▸ **Work to do**
1. Answer these questions about the forum post on NaN values in a Jacobian:
(a) Which version of Zygote was the example first run on?
(b) What did that first run produce in place of NaN values?
(c) On this example, what did adding a small random perturbation to m2 do?
2. Transcribe the records word for word, starting at the first line of the records and ending at the line that contains "[725, 5, 889, 48]", with both of those lines included.

▸ **Given text**

On your proposal to perturb the matrix, that’s relatively easy to do and the NaN values aren’t really all that robust. I suppose depending on your application, maybe derivatives of a nearby matrix will be good enough. If you are using this for optimization, perhaps you still end up with a descent direction and a few steps with modified derivatives won’t impact ultimate convergence. Even something silly like:

  @show jacobian(f,m2 + eps(norm(m2,1)) * randn(eltype(m2), size(m2)))

got rid of the NaN values on this example. Of course you are still near a matrix for which the Jacobian does not exist and the derivatives are huge. There’s plenty of opportunity to end up with NaN again in your own code, depending on what you do with the derivatives. I would also not expect these “derivatives” to be particularly accurate, even for the perturbed matrix. It all looks pretty dubious to me. But if this is what you are being advised to try for your application, it’s not that hard to try it.

Interestingly, I first ran your example on Zygote 0.6.45 on Julia 1.7.0 using a computer I hadn’t updated for a while. I didn’t get NaN there, just huge derivatives. With the same version of Zygote and Julia 1.8, I do get the NaN values, same as you. I’m not sure what changed.

Items from a data source

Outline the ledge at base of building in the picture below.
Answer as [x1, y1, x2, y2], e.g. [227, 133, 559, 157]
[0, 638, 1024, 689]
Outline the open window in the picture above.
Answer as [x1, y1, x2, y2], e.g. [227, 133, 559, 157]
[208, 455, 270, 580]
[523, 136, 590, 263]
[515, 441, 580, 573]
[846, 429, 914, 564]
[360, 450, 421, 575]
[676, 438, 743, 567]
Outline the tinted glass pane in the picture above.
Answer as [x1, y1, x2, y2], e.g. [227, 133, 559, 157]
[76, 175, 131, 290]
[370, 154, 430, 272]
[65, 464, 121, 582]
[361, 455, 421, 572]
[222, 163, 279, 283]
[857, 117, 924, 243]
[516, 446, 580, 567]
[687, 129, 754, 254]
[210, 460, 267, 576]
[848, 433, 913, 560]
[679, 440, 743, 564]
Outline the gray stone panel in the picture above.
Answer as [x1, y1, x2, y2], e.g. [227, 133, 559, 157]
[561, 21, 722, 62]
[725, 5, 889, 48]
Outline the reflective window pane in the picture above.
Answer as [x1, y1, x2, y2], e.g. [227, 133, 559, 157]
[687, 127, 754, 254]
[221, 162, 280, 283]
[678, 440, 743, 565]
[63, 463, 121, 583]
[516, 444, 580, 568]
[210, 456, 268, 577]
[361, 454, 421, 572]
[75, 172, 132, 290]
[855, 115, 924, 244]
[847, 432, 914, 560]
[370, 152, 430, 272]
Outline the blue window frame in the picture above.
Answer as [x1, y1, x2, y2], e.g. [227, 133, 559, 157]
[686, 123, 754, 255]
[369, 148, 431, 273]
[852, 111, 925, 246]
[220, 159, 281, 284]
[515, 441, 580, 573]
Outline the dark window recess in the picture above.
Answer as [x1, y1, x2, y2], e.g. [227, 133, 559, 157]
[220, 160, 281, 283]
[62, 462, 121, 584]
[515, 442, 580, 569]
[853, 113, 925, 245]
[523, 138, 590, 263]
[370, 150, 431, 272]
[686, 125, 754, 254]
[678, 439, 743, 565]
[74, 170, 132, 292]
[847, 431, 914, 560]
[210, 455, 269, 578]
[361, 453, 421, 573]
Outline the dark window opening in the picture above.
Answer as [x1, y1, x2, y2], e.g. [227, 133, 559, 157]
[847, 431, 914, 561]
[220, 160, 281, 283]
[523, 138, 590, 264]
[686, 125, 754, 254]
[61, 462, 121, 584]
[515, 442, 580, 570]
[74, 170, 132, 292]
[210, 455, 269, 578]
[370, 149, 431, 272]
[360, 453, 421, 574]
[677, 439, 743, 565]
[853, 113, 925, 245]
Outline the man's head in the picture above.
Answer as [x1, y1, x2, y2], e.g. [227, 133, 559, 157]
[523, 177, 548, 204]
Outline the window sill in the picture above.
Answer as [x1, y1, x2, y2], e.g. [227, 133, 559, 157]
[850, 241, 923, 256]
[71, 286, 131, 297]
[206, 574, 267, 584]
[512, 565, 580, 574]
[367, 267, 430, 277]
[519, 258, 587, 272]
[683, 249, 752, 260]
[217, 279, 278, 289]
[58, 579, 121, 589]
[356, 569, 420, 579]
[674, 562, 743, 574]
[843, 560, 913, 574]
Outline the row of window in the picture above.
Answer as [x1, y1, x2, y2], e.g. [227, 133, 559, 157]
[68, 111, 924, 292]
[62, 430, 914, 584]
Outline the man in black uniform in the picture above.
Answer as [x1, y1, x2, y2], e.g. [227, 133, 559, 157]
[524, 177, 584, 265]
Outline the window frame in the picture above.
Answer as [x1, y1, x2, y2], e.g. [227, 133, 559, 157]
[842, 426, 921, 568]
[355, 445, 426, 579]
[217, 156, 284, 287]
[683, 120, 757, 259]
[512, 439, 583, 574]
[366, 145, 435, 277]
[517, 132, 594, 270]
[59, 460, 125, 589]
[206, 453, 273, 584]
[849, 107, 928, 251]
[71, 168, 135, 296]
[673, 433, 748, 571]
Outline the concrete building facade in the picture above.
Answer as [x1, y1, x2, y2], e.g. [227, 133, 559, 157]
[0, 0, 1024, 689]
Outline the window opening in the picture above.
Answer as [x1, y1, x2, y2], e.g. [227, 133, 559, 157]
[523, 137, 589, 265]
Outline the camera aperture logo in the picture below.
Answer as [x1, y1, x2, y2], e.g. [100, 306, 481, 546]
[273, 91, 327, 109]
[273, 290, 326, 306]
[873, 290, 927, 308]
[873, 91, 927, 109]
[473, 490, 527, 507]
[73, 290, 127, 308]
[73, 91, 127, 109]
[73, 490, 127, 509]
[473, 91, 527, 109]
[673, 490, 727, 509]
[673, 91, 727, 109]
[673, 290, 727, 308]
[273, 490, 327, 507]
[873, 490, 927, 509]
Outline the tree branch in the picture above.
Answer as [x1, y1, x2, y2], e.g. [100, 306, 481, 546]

▸ **Answers to the exercises**
1.
(a) Zygote 0.6.45
(b) Huge derivatives
(c) It got rid of the NaN values.

2.
Outline the ledge at base of building in the picture below.
Answer as [x1, y1, x2, y2], e.g. [227, 133, 559, 157]
[0, 638, 1024, 689]
Outline the open window in the picture above.
Answer as [x1, y1, x2, y2], e.g. [227, 133, 559, 157]
[208, 455, 270, 580]
[523, 136, 590, 263]
[515, 441, 580, 573]
[846, 429, 914, 564]
[360, 450, 421, 575]
[676, 438, 743, 567]
Outline the tinted glass pane in the picture above.
Answer as [x1, y1, x2, y2], e.g. [227, 133, 559, 157]
[76, 175, 131, 290]
[370, 154, 430, 272]
[65, 464, 121, 582]
[361, 455, 421, 572]
[222, 163, 279, 283]
[857, 117, 924, 243]
[516, 446, 580, 567]
[687, 129, 754, 254]
[210, 460, 267, 576]
[848, 433, 913, 560]
[679, 440, 743, 564]
Outline the gray stone panel in the picture above.
Answer as [x1, y1, x2, y2], e.g. [227, 133, 559, 157]
[561, 21, 722, 62]
[725, 5, 889, 48]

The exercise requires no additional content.